FRAGMENTO DEL TEXTO:
◆ ◆ ◆ ◆ ◆
¿Quién puede creer que alguien de tu sangre te hará daño? Cuando tenía siete años no lo imaginaba. En la misma época que jugaba con muñecas y veía todas las tardes a Barney o Las pistas de Blu, uno de mis primos abusó de mí. Nuestros agresores son la mayoría de las veces parte de nuestro entorno: en el 94 por ciento de los casos la víctima conoce al abusador y la mitad de las veces vive con él.
Desde que comenzó este 2018 mujeres y hombres relataron sus casos de abuso. Para mí ese es el paso más difícil. Yo también fuí víctima. Era una niña. Y ahora sé que mi caso no es único: Unicef dice que uno de cada tres niños de Latinoamérica sufre un abuso sexual antes de la pubertad.
En Venezuela, mi país, por cada 98 niños o niñas víctimas de abuso sólo uno puede contarlo. Yo soy una de las que nunca pudo hacerlo. Hasta hoy. En mi familia no lo he dicho y realmente me quiero liberar, pero no quiero causar una tragedia. Por eso voy a narrar mi historia, pero no diré mi nombre.
Por más de 18 años he tratado de borrar a toda costa aquellos episodios, pero cada vez que me encuentro a mi primo revivo sus amenazas, las señas que me hacía con su mirada. También renace en mí un miedo y una especie de rechazo que no me permite mirarlo a la cara.
◆ ◆ ◆ ◆ ◆
(Entradas del conjunto de datos)
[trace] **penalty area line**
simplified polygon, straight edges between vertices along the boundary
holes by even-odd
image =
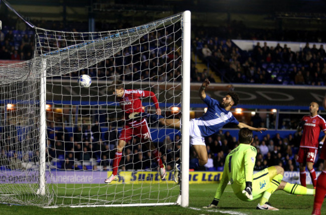
[[[217,209],[201,209],[197,207],[189,207],[188,208],[189,209],[192,209],[193,210],[204,210],[208,212],[219,212],[222,213],[226,213],[226,214],[232,214],[232,215],[247,215],[247,213],[241,213],[240,212],[233,211],[232,210],[220,210]]]

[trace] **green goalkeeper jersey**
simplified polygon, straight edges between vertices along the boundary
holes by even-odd
[[[256,148],[245,144],[240,144],[228,154],[215,198],[220,199],[229,181],[236,193],[242,191],[238,189],[245,186],[246,181],[252,182],[256,155]]]

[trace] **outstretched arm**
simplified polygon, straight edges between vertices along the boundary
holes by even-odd
[[[249,130],[254,131],[259,131],[260,133],[262,133],[262,131],[265,131],[268,130],[267,128],[254,128],[253,127],[249,126],[246,124],[244,124],[242,122],[239,123],[239,124],[238,124],[238,127],[239,128],[248,128],[249,129]]]
[[[202,86],[199,88],[198,94],[199,97],[202,100],[204,100],[205,98],[206,98],[206,94],[205,93],[205,89],[210,85],[210,84],[211,84],[211,82],[209,81],[208,79],[206,79],[204,81],[204,82],[203,82],[203,84],[202,84]]]

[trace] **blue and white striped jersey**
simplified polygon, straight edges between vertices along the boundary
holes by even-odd
[[[201,117],[196,119],[203,136],[207,137],[216,133],[226,124],[239,124],[232,113],[221,107],[217,100],[206,95],[203,101],[208,106],[207,111]]]

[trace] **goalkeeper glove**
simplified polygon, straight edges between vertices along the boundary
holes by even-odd
[[[252,182],[246,181],[246,188],[242,190],[242,193],[245,193],[248,198],[252,200]]]
[[[323,142],[320,141],[319,142],[319,144],[318,144],[318,148],[319,148],[319,149],[321,149],[321,147],[322,147],[323,144]]]
[[[305,123],[305,121],[301,121],[299,123],[299,127],[300,127],[300,128],[302,128],[302,127],[303,127],[303,125],[304,125]]]
[[[213,200],[213,201],[212,203],[211,203],[208,206],[204,206],[203,207],[203,208],[217,208],[217,204],[219,203],[219,199],[217,198],[214,198],[214,199]]]

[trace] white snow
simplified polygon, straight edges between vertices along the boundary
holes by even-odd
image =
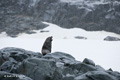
◆ ◆ ◆ ◆ ◆
INSTRUCCIONES DE TRABAJO:
1) Indica si cada afirmación coincide con el relato sobre el abuso: (a) en Venezuela, solo uno de cada 98 niños o niñas víctimas de abuso puede contarlo; (b) quien escribe ya le contó lo ocurrido a su familia; (c) el agresor fue un primo. Responde sí o no y cita las palabras del relato que lo deciden.
2) Sigue escribiendo el relato sobre el abuso a partir de su última oración.

RESPUESTAS:
1)
(a) Sí: «por cada 98 niños o niñas víctimas de abuso sólo uno puede contarlo».
(b) No: «En mi familia no lo he dicho».
(c) Sí: «uno de mis primos abusó de mí».

2)
Aquel día tocaron el timbre: era él. Mi mamá me dijo que iba al supermercado, que se llevaba a mi hermana menor y que yo me quedara a jugar. Mi primo solía ir de visita a nuestro apartamento. Desde pequeño era el sobrino favorito de mi mamá. Se caracterizaba por hacer reír a todos. Era el rey de las bromas.
Yo me quedé en mi cuarto viendo televisión. Él llegó. Me llevaba ocho años, para ese entonces tenía 15. Él se acostó en mi cama y se acercó a mí. Yo tenía siete, pero era mi primo y no lo tomé a mal.
De pronto cambió su mirada, empezó a girar sus ojos, actuaba de forma extraña. Al minuto me dijo: “Juguemos”. Yo acepté. Él me tomó de los brazos, me empezó a tocar, por lo que le grité: “¡¿Qué pasa?! ¡Esto no es un juego!”. Mi primo me dijo que sí lo era, que era un juego divertido, que sus amigos se lo habían enseñado, que todos lo jugaban, pero que yo no podía enseñárselo a nadie. Si lo decía, él buscaría la forma de matar a mis papás.
Esa ha sido una de las tardes más horribles de mi vida. Los hechos se repitieron dos veces más. La amenaza era siempre la misma: “Voy a matar a tus padres”.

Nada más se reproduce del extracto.